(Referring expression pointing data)
+++
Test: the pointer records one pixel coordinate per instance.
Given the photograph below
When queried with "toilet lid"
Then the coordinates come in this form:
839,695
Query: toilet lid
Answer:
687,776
+++
* [Your task]:
Every record must be given again exactly as it was written.

* [Response to the exercise]:
Test: the pointer records one pixel coordinate per instance.
Given the photograph below
When queried with "toilet lid"
Then the coordinates come in this form:
839,695
Query: toilet lid
Answer:
687,776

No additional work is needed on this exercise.